▶ **PASSAGE GIVEN**:
[Begin]

Unfortunately for tech investors, I believe the odds are that the Big Three dominance effect is indeed unsustainable into the future for fundamental, consumer, and technological innovation reasons.

Fundamentally, even though it is undisputable that the Big Three are world-class corporate powerhouses, they remain vastly overvalued. Throughout the history of US stock markets, corporations have generally had an average P/E ratio of 13.5x earnings. So-called "growth" companies, those that were growing profits much faster than their peers, often gained a reasonable premium for their earnings growth. While we unfortunately don't have the historical data to verify this, I suspect that a reasonable long-term average mature growth stock P/E in the last century didn't exceed 20x earnings or so.

[End]

▶ **DATASET EXCERPTS**:
[Begin]

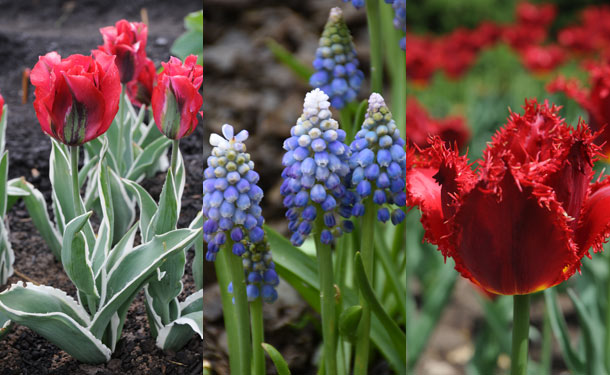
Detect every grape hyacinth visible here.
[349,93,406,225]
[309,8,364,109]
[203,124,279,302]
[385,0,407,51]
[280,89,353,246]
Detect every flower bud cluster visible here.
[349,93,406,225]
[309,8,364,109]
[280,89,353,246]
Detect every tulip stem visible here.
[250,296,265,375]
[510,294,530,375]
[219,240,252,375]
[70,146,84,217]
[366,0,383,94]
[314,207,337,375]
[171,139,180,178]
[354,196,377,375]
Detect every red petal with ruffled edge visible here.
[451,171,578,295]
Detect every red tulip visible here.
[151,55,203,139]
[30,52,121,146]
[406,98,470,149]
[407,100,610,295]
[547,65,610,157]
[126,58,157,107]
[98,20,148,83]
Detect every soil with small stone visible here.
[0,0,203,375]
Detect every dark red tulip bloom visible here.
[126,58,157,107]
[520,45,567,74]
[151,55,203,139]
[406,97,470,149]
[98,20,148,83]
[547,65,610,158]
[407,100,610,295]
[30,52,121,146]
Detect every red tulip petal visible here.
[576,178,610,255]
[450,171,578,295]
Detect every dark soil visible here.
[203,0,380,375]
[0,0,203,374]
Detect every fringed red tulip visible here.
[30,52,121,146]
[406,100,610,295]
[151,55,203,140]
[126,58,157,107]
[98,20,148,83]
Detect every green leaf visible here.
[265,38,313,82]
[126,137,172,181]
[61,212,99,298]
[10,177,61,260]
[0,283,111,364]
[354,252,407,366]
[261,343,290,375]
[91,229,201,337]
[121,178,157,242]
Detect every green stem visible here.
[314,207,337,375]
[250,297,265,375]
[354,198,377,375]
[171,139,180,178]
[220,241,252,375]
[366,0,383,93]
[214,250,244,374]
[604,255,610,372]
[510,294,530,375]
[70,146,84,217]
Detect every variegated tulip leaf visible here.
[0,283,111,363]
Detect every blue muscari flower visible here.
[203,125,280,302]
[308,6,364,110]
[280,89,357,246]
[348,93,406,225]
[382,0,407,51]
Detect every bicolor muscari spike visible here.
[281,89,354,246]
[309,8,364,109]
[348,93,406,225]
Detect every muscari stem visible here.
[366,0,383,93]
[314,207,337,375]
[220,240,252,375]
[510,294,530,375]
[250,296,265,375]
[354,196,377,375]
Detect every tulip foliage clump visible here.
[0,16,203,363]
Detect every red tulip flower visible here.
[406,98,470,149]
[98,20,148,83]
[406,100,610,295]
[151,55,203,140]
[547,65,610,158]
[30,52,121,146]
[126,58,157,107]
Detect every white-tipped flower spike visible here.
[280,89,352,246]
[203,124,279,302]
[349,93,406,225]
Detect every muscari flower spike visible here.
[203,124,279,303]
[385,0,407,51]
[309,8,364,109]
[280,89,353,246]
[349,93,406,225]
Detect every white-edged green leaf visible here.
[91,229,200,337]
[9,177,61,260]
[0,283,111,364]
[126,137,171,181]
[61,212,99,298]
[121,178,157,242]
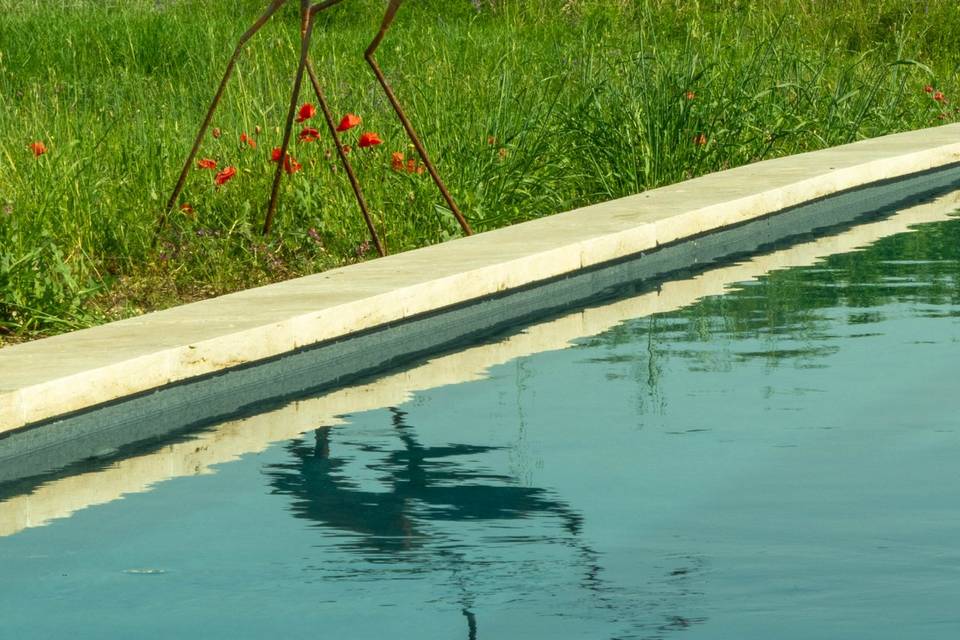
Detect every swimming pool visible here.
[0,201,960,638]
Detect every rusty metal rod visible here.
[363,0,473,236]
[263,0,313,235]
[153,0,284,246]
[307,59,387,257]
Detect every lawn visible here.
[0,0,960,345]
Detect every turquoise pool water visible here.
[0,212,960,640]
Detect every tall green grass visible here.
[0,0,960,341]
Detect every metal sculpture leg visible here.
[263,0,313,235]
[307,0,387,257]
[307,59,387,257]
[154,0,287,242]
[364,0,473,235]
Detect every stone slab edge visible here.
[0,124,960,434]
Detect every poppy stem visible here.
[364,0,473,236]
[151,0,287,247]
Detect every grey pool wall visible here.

[End]

▶ **TASKS AND EXERCISES**:
**1)** In the passage on Big Three stock valuations, what average P/E ratio have US corporations generally had throughout the history of US stock markets?
**2)** Repeat the passage on Big Three stock valuations word for word, from "Unfortunately for tech" to "earnings or so.".
**3)** Write what comes next in the passage on Big Three stock valuations, picking up after its last sentence.
The records are separate material, unrelated to the passage on Big Three stock valuations.

▶ **ANSWERS TO THE PROBLEMS**:
**1)** An average of 13.5x earnings.

**2)**
Unfortunately for tech investors, I believe the odds are that the Big Three dominance effect is indeed unsustainable into the future for fundamental, consumer, and technological innovation reasons.

Fundamentally, even though it is undisputable that the Big Three are world-class corporate powerhouses, they remain vastly overvalued. Throughout the history of US stock markets, corporations have generally had an average P/E ratio of 13.5x earnings. So-called "growth" companies, those that were growing profits much faster than their peers, often gained a reasonable premium for their earnings growth. While we unfortunately don't have the historical data to verify this, I suspect that a reasonable long-term average mature growth stock P/E in the last century didn't exceed 20x earnings or so.

**3)**
By that estimate, at the end of May MSFT was trading at least twice as high as it should, DELL almost three times too high, and INTC a whopping five times too high. Investors buying growth stocks demand exceptional earnings growth for the premium they pay, but as the PC market matures it is becoming more and more difficult for the Big Three to grow at all, let alone fast enough to command a growth premium. Tech investors face some very tough sailing ahead as the markets begin to question stellar growth premiums in valuation on companies that can no longer manage to attain rapid growth.

Another fundamental factor boding ill for the Big Three's valuations and share prices is the relative overvaluation of the PC sector compared to other market sectors. Today's investors have a whole world of investment options available to them and they can move vast amounts of capital at the speed of light with a click of the mouse. If the high-profile PC industry is not providing the earnings, what will keep investors from selling PC stocks and moving their capital elsewhere to take advantage of far more reasonable valuations, lower risk, and superior returns?

Investors have been burned severely in the past two years by buying overvalued stocks, and odds are they will sooner or later grow nervous with the extreme PC valuations and capital will start fleeing to other sectors with lower valuations and better prospects for choppy markets.

The largest markets for the Big Three are American consumers and corporations. These massive markets for PCs are sagging, and for good reason.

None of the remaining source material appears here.